* begin *
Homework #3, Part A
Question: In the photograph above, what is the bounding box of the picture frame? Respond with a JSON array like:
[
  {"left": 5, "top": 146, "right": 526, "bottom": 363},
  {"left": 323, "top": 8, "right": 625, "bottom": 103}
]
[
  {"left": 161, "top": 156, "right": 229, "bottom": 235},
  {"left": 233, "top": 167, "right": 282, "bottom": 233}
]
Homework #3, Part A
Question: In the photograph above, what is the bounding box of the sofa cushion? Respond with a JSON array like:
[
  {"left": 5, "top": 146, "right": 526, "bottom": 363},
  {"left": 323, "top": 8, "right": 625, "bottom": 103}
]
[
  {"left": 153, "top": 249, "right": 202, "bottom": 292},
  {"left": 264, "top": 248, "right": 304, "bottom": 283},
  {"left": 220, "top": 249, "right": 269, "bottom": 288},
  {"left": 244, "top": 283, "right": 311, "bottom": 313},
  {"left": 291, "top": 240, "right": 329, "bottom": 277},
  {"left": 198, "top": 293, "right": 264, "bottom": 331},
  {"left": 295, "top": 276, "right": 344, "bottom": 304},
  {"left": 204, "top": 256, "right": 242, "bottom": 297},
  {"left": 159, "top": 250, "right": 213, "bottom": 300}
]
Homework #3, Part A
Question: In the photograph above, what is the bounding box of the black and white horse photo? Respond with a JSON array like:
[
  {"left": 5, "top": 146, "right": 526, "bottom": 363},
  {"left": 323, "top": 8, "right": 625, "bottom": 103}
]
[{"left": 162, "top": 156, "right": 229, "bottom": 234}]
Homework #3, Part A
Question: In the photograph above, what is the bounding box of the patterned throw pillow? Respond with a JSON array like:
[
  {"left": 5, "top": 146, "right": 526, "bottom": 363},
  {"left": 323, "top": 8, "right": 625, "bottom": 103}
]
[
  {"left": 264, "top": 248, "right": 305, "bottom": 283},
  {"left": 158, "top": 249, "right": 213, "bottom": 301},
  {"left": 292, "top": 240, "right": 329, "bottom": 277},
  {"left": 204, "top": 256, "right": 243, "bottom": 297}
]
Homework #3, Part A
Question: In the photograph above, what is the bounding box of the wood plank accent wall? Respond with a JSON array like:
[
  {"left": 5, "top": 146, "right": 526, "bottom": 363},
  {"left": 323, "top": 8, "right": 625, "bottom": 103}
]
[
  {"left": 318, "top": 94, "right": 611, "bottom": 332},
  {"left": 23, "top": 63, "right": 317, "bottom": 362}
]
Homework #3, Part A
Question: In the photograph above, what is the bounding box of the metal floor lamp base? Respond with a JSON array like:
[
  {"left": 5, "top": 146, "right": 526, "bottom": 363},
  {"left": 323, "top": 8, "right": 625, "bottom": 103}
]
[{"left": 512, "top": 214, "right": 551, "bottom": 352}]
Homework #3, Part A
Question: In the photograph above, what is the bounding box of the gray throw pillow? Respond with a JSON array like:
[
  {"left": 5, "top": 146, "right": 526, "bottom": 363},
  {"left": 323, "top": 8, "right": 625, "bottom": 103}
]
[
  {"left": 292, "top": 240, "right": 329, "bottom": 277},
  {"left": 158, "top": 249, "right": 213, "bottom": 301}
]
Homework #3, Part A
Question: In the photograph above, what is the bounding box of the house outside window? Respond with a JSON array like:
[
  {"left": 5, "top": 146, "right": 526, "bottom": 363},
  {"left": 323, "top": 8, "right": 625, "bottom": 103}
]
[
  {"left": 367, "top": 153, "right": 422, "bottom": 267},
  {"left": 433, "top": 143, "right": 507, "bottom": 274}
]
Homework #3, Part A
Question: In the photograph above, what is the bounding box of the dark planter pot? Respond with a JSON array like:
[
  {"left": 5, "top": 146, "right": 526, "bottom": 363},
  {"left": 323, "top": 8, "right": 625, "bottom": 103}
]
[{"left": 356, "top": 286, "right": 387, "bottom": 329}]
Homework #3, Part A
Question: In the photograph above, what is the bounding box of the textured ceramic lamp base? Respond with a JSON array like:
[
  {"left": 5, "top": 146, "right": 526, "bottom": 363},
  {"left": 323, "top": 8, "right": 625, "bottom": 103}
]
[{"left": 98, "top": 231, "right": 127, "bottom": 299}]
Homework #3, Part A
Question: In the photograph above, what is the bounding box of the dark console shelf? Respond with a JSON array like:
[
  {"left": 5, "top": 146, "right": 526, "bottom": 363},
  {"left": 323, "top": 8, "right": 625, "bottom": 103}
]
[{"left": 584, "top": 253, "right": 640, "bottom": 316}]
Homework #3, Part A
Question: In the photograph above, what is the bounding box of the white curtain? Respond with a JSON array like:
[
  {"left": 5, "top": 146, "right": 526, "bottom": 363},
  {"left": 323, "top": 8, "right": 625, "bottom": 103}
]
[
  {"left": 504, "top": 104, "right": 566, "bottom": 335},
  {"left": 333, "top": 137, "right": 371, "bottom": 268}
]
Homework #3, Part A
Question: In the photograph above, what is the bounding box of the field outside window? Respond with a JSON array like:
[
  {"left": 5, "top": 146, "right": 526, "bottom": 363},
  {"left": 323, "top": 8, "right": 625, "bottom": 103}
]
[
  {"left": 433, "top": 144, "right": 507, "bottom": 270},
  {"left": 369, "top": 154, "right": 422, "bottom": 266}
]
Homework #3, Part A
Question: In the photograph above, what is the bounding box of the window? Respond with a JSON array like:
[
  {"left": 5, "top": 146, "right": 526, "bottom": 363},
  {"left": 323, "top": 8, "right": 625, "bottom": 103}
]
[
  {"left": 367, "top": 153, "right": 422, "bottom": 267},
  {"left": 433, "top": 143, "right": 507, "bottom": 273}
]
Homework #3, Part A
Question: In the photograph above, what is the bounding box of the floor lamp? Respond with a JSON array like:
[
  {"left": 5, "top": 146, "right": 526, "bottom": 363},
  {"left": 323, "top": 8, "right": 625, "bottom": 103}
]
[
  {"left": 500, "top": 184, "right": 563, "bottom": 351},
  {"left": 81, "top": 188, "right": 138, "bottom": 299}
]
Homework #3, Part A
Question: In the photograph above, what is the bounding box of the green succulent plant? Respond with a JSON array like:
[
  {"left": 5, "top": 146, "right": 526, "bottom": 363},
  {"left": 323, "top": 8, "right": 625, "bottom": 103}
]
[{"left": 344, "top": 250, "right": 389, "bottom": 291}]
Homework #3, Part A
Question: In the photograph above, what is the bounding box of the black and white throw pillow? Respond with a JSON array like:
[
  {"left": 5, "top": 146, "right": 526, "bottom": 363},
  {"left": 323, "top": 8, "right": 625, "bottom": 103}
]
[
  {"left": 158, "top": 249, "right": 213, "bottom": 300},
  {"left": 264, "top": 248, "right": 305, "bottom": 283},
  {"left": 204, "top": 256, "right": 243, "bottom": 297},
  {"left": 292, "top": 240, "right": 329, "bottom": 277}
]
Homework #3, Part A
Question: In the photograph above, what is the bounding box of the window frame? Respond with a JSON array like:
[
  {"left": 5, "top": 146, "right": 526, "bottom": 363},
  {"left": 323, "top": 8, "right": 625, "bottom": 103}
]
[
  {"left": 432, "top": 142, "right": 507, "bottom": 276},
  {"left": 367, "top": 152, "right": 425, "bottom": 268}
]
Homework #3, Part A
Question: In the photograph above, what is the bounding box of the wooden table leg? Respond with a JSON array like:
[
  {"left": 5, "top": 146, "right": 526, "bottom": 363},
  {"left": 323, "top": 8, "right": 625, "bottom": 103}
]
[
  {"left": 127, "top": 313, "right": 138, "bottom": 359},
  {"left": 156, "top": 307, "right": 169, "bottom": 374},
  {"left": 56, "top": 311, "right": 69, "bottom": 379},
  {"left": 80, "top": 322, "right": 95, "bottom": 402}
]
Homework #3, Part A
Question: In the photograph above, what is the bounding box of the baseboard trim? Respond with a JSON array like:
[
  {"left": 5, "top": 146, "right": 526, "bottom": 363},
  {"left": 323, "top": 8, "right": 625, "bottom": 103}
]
* end *
Collect every line of the records that contains the word "floor", matching case exactly.

### RESULT OF THIS EXERCISE
Question: In the photograph above, what is the bounding box of the metal floor lamp base? Respond with a JSON array like:
Question: In the photograph above, what is the bounding box of the floor lamp? Respond with a JSON array like:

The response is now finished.